> **What is being asked**:
Pick out each row below that contains the string "basin" and copy those rows in full. The match is case-sensitive.

> **Records to process**:
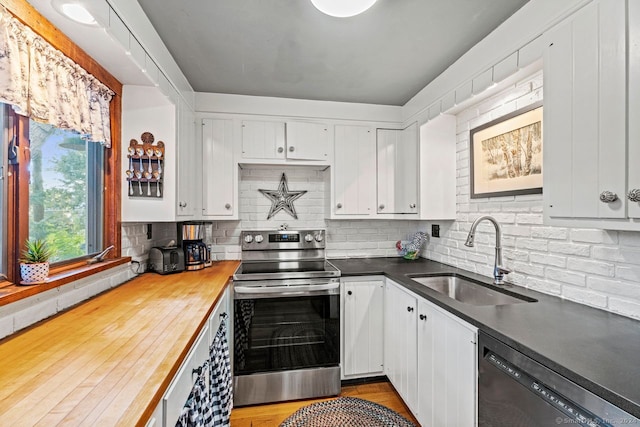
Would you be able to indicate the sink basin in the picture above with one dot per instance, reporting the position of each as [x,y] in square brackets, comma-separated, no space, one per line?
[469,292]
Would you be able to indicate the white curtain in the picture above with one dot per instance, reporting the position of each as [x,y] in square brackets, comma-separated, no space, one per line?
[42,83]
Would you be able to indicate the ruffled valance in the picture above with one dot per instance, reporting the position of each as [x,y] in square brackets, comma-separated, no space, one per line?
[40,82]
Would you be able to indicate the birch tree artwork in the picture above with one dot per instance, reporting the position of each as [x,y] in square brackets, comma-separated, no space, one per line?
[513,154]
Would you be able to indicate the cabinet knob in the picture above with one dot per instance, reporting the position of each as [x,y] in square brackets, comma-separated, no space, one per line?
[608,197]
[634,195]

* * *

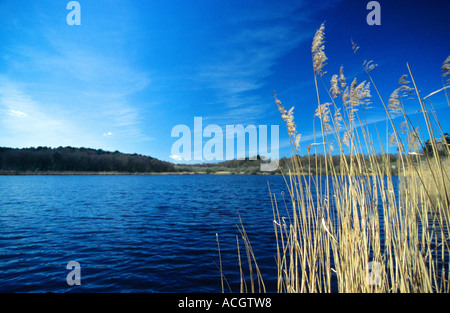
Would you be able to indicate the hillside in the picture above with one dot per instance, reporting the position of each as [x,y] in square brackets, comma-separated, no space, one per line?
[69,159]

> **Response**:
Would you be able to indicate the sink basin in the picture above with one dot per instance, reporting the position of each as [x,y] in square brackets, comma-separated, no space, one per line?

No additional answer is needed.